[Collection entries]
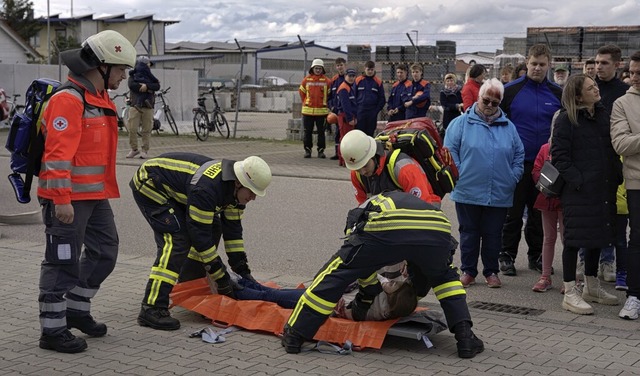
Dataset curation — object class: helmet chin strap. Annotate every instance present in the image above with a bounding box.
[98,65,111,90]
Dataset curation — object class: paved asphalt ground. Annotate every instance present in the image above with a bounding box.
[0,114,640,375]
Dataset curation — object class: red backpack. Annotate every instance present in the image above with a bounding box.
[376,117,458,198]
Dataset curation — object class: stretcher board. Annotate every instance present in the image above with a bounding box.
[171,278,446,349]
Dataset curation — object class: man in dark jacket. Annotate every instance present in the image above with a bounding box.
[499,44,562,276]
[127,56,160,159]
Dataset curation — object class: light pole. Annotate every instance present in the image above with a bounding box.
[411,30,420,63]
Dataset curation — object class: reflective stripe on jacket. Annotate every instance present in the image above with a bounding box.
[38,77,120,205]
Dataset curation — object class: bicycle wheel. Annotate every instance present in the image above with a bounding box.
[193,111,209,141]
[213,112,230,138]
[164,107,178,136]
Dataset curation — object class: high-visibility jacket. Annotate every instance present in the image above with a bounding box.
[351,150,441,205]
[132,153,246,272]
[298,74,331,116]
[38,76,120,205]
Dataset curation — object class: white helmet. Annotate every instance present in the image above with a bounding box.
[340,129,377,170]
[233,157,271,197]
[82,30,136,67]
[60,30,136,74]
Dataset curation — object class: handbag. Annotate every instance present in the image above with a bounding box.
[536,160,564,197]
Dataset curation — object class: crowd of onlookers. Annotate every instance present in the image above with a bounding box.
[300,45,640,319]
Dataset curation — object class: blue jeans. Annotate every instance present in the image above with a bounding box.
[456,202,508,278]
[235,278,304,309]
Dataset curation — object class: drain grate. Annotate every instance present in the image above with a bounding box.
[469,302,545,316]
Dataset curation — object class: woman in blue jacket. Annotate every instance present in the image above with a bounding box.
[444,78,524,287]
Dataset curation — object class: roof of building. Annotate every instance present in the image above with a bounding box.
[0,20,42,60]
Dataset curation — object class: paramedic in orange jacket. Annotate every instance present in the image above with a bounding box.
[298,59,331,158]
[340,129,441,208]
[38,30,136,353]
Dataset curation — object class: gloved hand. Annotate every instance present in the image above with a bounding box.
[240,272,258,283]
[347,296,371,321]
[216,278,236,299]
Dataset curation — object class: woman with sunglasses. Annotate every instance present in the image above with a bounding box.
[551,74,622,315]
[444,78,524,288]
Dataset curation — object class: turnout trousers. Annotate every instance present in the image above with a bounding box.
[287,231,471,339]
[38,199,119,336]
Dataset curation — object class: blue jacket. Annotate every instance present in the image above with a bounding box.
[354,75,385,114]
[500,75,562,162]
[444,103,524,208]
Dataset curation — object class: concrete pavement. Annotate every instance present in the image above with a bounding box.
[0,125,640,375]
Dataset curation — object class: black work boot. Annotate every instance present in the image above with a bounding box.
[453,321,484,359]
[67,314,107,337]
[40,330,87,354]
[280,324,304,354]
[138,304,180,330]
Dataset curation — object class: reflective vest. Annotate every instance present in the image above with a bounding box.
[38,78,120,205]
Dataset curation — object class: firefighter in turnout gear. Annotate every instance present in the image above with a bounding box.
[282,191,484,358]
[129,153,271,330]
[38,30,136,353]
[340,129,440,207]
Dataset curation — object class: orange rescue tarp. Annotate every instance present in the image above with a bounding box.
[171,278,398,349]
...
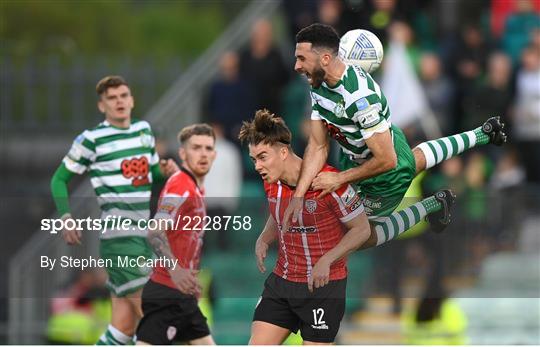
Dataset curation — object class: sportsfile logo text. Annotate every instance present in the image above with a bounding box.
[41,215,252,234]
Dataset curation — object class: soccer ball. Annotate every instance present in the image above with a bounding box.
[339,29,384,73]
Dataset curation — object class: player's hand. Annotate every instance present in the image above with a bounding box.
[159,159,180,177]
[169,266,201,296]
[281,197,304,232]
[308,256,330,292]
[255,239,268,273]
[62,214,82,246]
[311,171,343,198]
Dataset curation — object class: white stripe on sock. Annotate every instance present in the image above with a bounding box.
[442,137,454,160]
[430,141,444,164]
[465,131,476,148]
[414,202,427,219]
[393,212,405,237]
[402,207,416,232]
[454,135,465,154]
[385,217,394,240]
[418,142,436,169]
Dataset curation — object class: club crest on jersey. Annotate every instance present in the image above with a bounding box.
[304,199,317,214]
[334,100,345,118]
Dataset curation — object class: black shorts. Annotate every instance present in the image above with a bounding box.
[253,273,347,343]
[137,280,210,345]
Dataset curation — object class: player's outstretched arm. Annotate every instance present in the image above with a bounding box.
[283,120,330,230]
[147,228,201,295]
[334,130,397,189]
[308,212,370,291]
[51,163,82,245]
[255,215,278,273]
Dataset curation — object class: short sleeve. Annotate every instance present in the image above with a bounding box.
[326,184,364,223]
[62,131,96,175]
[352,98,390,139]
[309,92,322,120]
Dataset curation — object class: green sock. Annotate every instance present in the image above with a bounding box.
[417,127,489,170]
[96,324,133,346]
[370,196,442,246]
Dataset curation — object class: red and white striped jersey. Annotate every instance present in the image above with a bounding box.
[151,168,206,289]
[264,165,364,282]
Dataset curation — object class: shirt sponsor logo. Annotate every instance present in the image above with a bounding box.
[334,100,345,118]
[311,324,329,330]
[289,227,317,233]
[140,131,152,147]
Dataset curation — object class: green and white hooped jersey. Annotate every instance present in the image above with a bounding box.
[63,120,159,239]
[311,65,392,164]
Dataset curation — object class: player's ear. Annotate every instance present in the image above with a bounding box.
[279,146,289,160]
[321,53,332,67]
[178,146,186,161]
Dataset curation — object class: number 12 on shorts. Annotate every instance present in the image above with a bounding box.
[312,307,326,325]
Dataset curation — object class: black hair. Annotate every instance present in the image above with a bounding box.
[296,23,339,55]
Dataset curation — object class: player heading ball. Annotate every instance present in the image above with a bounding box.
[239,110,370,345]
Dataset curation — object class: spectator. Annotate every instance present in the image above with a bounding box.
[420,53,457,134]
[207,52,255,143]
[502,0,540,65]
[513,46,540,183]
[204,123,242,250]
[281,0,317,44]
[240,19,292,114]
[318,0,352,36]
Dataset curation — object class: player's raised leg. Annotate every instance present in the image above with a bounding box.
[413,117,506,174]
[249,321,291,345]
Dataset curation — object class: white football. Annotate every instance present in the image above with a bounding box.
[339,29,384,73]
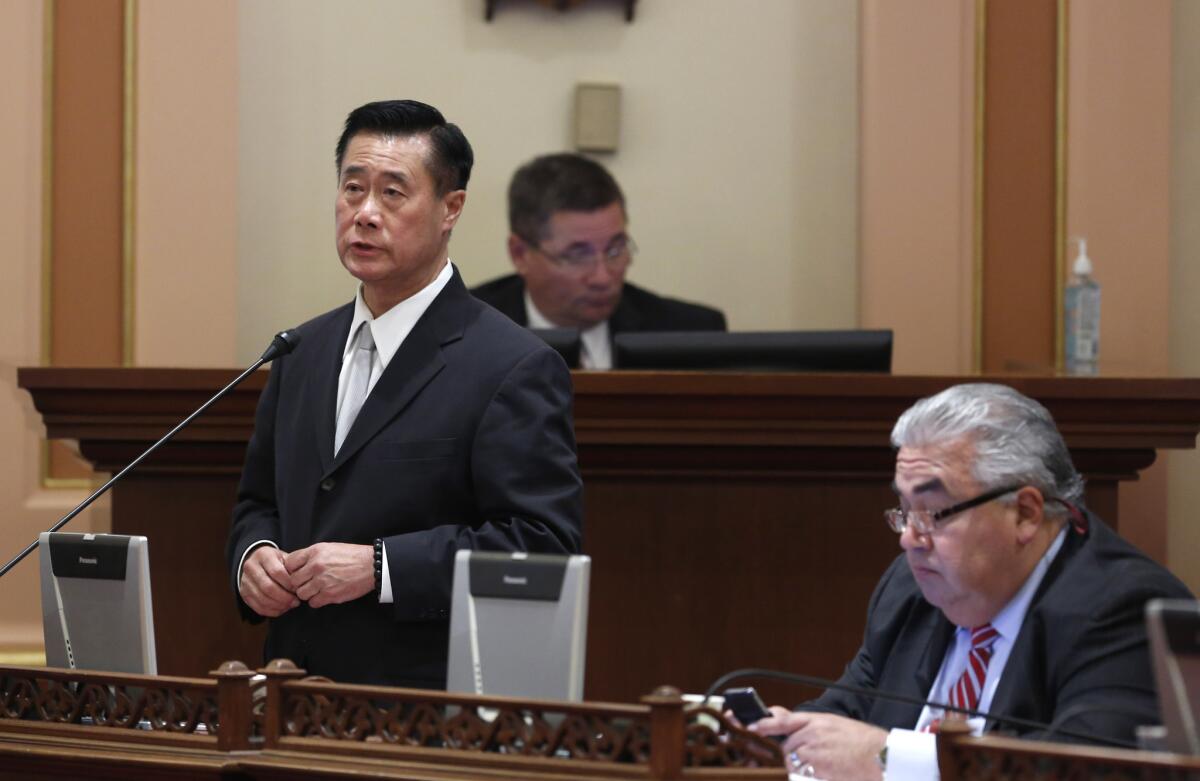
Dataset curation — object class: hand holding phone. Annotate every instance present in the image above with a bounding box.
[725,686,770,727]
---
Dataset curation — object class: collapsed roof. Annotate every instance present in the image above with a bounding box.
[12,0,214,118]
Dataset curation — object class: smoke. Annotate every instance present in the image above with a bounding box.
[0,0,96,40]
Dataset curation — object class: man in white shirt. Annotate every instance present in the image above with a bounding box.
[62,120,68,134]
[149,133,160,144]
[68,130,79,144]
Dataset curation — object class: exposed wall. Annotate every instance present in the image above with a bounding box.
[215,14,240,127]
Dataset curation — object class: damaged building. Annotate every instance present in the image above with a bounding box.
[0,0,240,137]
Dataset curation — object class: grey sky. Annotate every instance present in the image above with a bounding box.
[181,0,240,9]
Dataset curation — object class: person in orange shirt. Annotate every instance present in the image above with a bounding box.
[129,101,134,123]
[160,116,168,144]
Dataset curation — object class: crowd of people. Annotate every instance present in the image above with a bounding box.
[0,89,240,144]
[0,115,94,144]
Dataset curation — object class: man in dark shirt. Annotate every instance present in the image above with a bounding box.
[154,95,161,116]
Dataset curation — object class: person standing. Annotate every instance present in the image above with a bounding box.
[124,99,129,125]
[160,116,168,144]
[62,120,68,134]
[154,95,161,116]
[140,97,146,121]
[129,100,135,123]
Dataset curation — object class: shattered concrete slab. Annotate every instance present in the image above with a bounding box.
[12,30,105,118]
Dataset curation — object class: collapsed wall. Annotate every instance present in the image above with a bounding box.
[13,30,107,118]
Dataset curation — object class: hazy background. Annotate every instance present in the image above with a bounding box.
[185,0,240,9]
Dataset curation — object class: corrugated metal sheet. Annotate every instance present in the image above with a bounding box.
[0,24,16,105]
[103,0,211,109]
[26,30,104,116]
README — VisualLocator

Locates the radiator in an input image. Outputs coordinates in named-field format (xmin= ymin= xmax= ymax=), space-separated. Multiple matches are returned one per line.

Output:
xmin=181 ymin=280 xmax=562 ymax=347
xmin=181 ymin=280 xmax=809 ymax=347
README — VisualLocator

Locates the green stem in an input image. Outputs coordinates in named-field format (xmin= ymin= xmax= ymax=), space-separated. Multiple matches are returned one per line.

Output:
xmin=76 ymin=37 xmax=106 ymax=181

▶ [Task instructions]: Write out everything from the line containing "Dataset curation — object class: man in dark jacket." down to the line containing "[411,30,420,63]", both included. Shift every bounding-box coordinate up by 133 and leave the wording of the other lines unchanged.

▶ [Correct response]:
Dataset curation — object class: man in dark jacket. Annotate every instance present in the image above with a bounding box.
[632,177,695,409]
[260,189,293,292]
Dataset curation — object class: light pole. Annotate every instance present in the image above with a bounding box.
[544,163,553,196]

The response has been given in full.